CONSEGNA: Riprendi il brano sul progetto di Totò Riina di far uccidere Rudolph Giuliani e proseguilo a partire dalla sua ultima frase.

BRANO:
::::::::

Uccidete Rudolph Giuliani!
In aula “Saruzzo” ha spiegato che negli anni ‘80 Totò Riina aveva progettato di assassinare l'ex Procuratore Federale di New York Rudolph Giuliani. Il collaboratore di giustizia ha raccontato quindi di avere ricevuto negli anni ’80 la visita di Benedetto Villico, uomo d’onore di Passo di Rigano, che gli aveva portato l’ambasciata del boss mafioso Angelo La Barbera. L’ordine di Riina da fare pervenire alla storica famiglia di New York dei Gambino era categorico: uccidere Rudolph Giuliani. Una richiesta che lo stesso Naimo non aveva apprezzato. Successivamente l’ex boss aveva esternato a Riina tutto il malumore degli americani ed anche le proprie perplessità. “Così loro vogliono” era stata la risposta del Capo dei capi. Ma a chi si riferiva Riina? Per Naimo era evidente che Riina si riferisse a qualche entità esterna a Cosa Nostra in quanto nessuno internamente avrebbe potuto fare una richiesta simile al boss. “Zu’ Totò questo fatto non si fa, non si può fare – ha raccontato Naimo –. Significa mettersi tutta l’America contro e questo non è possibile”. “Io non conoscevo nessuno al di sopra di Riina - ha sottolineato - ero a lui molto vicino ma non saprei dire, e non me lo disse, a chi si riferisse quando diceva ‘qui vogliono così’, ma siccome in Cosa Nostra nessuno contava più di Riina, non poteva che intendere politici o servizi segreti”. Secondo il collaboratore, per quanto gli aveva fatto capire Riina, la volontà di uccidere Giuliani rientrava nell’intento di isolare Giovanni Falcone che, nel procuratore federale aveva trovato un vero e proprio alleato per recidere i contatti fra la mafia siciliana e quella americana. A fronte delle osservazioni dello stesso Naimo il progetto omicidiario era stato quindi accantonato.

::::::::

[Record di origine]
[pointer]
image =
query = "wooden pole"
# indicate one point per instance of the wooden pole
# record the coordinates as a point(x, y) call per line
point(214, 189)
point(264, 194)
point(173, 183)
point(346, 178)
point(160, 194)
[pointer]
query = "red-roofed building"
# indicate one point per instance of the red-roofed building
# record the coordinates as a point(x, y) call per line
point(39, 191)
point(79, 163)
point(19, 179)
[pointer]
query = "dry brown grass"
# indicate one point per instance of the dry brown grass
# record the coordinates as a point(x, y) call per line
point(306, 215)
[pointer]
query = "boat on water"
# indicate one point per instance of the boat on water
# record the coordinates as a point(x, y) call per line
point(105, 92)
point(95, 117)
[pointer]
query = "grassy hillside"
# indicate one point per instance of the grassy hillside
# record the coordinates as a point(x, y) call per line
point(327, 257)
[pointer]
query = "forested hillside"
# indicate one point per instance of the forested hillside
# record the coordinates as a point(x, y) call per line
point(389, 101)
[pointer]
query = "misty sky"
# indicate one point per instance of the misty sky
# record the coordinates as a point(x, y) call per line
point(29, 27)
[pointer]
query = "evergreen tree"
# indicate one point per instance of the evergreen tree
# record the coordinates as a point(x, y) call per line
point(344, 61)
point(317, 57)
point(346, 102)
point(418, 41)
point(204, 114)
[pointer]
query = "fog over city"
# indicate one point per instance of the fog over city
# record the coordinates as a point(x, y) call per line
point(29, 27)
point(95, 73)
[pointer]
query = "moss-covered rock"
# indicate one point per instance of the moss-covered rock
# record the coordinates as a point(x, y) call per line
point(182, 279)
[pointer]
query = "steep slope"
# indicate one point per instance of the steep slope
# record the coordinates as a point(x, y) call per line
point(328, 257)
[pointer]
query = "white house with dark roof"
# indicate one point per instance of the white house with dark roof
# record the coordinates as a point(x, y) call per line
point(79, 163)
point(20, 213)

::::::::

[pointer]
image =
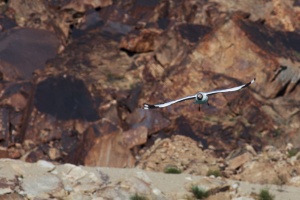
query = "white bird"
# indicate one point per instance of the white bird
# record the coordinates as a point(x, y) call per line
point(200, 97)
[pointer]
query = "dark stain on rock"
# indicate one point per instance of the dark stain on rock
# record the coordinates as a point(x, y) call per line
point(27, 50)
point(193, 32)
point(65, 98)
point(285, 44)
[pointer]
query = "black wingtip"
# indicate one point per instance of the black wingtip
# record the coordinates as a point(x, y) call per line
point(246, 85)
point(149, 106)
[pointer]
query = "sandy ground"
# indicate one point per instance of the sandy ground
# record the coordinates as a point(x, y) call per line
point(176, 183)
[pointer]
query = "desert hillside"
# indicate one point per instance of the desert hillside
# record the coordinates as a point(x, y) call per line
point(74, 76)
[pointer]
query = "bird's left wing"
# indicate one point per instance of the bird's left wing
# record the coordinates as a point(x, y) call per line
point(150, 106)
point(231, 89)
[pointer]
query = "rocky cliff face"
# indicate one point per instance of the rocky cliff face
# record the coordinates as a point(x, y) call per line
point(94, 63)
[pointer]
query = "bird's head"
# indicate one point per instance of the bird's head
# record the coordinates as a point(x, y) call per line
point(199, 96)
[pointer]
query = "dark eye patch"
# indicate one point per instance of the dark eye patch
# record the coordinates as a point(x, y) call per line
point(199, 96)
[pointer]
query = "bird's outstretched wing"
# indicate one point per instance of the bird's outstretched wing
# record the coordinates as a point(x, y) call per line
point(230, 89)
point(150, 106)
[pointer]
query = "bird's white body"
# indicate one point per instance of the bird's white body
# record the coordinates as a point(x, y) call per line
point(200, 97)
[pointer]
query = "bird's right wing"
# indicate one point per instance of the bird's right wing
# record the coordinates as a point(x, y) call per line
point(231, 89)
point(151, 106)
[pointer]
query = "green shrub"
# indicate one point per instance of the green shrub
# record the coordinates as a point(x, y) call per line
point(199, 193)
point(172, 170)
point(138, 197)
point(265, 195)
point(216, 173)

::::::::

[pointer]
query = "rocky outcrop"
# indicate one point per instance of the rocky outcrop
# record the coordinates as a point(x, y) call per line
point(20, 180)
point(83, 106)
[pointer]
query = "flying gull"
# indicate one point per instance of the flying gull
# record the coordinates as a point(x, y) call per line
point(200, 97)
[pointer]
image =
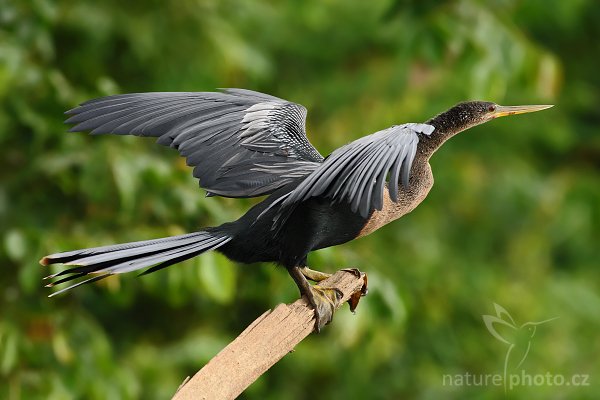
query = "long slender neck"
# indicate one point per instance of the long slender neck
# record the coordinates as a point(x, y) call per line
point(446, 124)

::::::::

SPAZIO RISPOSTA:
Pino Mandalari e l’ombra della massoneria
“Le risultavano collegamenti tra il Provenzano ed esponenti della massoneria o esponenti politici?”. Alla domanda del pm Nino Di Matteo è giunta la risposta secca di Naimo: “Della massoneria sicuro”. “Riina ne parlava sempre… c’era un notaio massone molto amico di Riina…”. Il riferimento del collaboratore di giustizia era rivolto a Giuseppe Mandalari, noto come il “commercialista di Totò Riina”, fondatore di molte logge coperte in Sicilia, che aveva curato personalmente diversi affari dei boss corleonesi. “C’erano questi rapporti massonici – ha specificato Naimo – che poi a sua volta questi massoni avevano rapporti con i politici”. Il collaboratore ha quindi sottolineato che lo stesso Mandalari cercava “aderenze politiche”.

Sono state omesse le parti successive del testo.